Document
"""
11. The method according to claim 10, wherein the conditioning parameters of the non-embedded part of the conditioning information associated with the first bitrate are quantized using a coarser quantizer than for the respective conditioning parameters of the non-embedded part of the conditioning information associated with the second bitrate.
12. The method according to any of claims 1 to 11, wherein the generative neural network is trained based on conditioning information in the format associated with the second bitrate.
13. The method according to any of claims 1 to 12, wherein the generative neural network may reconstruct the signal by performing sampling from a conditional probability density function, which is conditioned using the conditioning information in the format associated with the second bitrate.
14. The method according to claim 12 or 13, wherein the generative neural network is a SampleRNN neural network.
15. The method according to claim 14, wherein the SampleRNN neural network is a four-tier
SampleRNN neural network.
"""
Dataset rows on where objects appear
"""
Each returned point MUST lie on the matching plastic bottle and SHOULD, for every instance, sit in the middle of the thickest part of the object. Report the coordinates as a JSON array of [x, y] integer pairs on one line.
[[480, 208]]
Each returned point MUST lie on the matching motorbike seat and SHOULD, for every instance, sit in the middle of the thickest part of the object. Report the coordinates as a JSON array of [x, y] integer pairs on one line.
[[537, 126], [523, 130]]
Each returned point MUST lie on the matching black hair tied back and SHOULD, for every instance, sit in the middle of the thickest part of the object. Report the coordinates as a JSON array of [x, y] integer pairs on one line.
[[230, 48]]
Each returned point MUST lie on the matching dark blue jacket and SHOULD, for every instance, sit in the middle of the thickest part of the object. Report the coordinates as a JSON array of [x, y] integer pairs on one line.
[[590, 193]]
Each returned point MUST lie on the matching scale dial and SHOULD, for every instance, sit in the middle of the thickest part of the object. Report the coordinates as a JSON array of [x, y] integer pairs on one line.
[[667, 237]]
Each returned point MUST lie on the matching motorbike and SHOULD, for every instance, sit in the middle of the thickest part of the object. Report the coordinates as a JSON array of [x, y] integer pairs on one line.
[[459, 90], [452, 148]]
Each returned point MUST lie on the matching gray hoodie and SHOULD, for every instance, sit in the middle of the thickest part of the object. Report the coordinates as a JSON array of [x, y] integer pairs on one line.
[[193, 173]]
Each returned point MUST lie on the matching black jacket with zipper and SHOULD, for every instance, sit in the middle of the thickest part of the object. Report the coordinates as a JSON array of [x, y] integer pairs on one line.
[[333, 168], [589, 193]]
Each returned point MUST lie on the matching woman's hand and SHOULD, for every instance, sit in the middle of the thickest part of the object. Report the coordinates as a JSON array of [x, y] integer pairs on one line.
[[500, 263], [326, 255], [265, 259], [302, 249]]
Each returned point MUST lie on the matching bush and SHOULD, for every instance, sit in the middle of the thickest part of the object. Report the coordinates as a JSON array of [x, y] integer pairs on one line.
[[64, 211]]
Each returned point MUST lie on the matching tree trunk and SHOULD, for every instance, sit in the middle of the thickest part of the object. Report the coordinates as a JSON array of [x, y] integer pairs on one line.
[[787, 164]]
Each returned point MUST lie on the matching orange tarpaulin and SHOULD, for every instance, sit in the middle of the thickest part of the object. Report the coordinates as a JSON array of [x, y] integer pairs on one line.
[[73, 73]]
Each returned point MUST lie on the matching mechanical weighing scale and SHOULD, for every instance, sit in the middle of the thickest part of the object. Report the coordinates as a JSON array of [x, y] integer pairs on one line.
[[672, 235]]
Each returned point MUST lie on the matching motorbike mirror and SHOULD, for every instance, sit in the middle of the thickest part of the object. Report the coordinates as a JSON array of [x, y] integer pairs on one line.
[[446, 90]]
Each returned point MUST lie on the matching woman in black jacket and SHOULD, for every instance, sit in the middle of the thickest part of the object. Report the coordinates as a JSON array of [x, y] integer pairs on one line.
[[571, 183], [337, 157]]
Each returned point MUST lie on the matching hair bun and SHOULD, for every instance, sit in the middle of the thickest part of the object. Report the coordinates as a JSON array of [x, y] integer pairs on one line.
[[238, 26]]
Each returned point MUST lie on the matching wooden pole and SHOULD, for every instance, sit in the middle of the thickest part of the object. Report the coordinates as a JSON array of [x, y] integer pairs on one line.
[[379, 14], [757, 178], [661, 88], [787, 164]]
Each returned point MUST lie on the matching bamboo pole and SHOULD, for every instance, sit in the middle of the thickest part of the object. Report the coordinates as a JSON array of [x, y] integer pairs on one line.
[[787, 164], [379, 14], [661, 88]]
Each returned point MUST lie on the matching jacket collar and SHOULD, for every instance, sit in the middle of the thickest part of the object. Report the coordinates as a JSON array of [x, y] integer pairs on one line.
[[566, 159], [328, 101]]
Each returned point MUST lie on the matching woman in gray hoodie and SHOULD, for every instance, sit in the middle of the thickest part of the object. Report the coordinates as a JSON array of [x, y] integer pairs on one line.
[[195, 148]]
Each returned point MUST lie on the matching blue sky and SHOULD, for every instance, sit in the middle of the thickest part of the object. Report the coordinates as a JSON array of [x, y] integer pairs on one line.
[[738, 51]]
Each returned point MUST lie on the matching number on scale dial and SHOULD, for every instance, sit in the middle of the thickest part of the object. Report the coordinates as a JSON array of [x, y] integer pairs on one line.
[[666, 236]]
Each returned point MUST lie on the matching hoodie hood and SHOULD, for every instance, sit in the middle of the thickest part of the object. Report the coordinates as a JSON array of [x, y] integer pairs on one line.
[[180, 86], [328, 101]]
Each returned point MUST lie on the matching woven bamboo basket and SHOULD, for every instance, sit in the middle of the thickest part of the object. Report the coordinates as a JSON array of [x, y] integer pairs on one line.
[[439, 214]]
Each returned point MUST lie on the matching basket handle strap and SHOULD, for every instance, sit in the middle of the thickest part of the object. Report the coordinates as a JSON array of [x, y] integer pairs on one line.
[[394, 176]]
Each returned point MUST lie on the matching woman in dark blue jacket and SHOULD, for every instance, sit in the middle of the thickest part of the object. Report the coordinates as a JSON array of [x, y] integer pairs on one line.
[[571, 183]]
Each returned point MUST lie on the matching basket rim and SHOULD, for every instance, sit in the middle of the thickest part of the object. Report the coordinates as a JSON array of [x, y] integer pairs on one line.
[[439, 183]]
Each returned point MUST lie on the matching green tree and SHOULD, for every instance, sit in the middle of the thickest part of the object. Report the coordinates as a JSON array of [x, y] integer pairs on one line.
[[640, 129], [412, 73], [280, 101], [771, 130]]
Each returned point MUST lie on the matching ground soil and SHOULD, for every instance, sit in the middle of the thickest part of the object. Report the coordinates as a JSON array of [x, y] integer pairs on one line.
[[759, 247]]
"""
Can you carry on the patent claims about signal reconstruction with a generative neural network, picking up after their last sentence?

Answer for the task
16. An apparatus for decoding an audio or speech signal, wherein the apparatus includes:
(a) a receiver for receiving a coded bitstream including the audio or speech signal and conditioning information;
(b) a bitstream decoder for decoding the coded bitstream to obtain decoded conditioning information in a format associated with a first bitrate;
(c) a converter for converting the decoded conditioning information from a format associated with the first bitrate to a format associated with a second bitrate; and
(d) a generative neural network for providing a reconstruction of the audio or speech signal according to a probabilistic model conditioned by the conditioning information in the format associated with the second bitrate.
17. The apparatus according to claim 16, wherein the first bitrate is a target bitrate and the second bitrate is a default bitrate.
18. The apparatus according to claim 16 or 17, wherein the conditioning information includes an embedded part and a non-embedded part.
19. The apparatus according to any of claims 16 to 18, wherein the conditioning information includes one or more conditioning parameters.
20. The apparatus according to claim 19, wherein the one or more conditioning parameters are vocoder parameters.
21. The apparatus according to claim 19 or 20, wherein the one or more conditioning parameters are uniquely assigned to the embedded part and the non-embedded part.
22. The apparatus according to claim 21, wherein the conditioning parameters of the embedded part include one or more of reflection coefficients from a linear prediction filter, or a vector of subband energies ordered from low frequencies to high frequencies, or coefficients of the Karhunen-Loeve transform, or coefficients of a frequency transform.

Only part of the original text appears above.